[Supplied information start]
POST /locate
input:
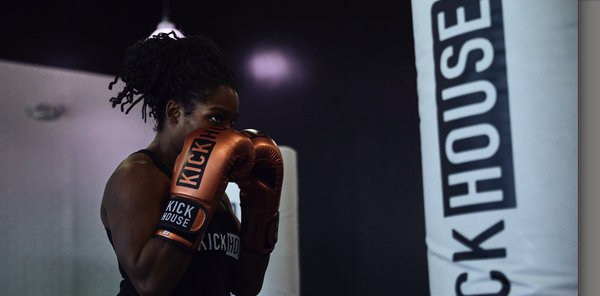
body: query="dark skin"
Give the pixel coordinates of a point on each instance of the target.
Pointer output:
[Supplied information end]
[Supplied information start]
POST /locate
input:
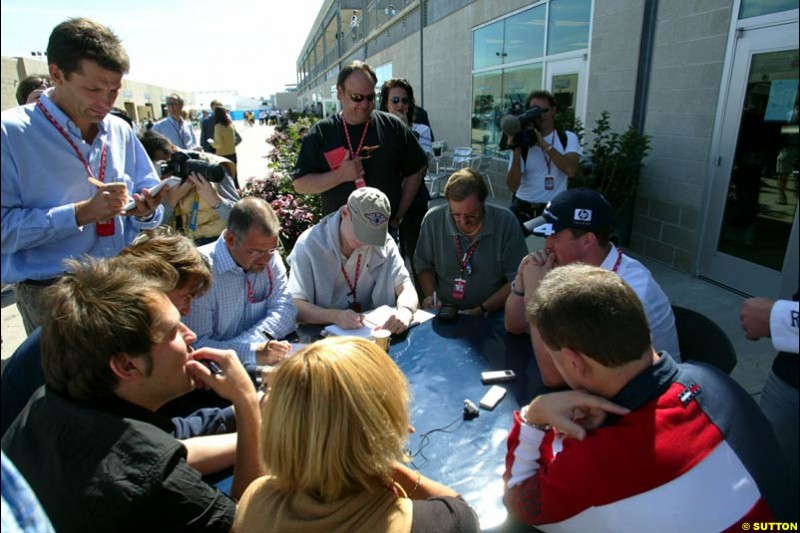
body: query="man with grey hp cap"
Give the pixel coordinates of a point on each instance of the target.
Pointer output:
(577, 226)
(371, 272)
[Supplied information end]
[Supplied information start]
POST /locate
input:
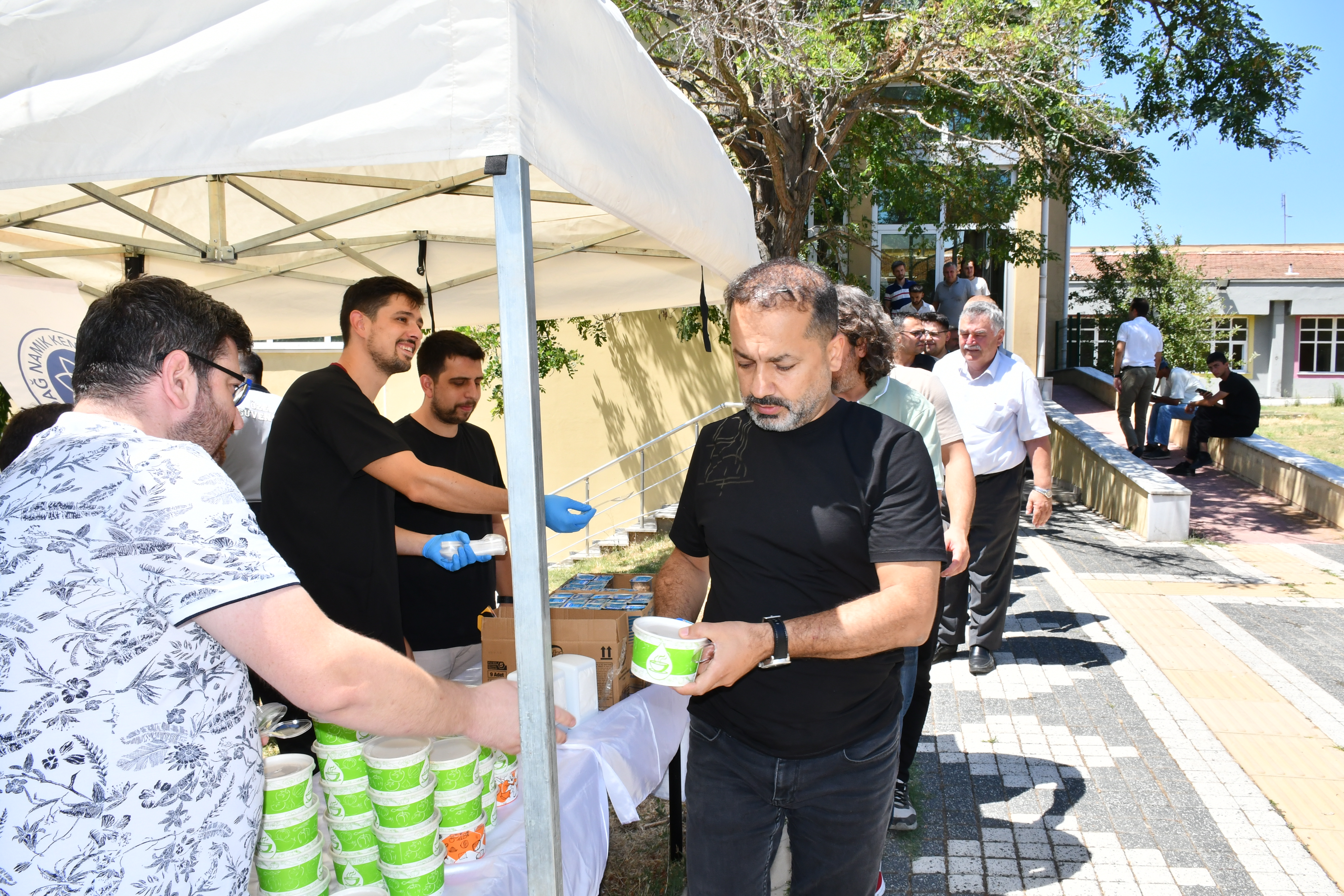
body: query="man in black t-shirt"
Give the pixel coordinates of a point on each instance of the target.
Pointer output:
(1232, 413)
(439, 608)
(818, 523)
[Supplied information end]
Work to do - Count the rows above that contain the string "body", and reply with only that number.

Response to this exercise - 3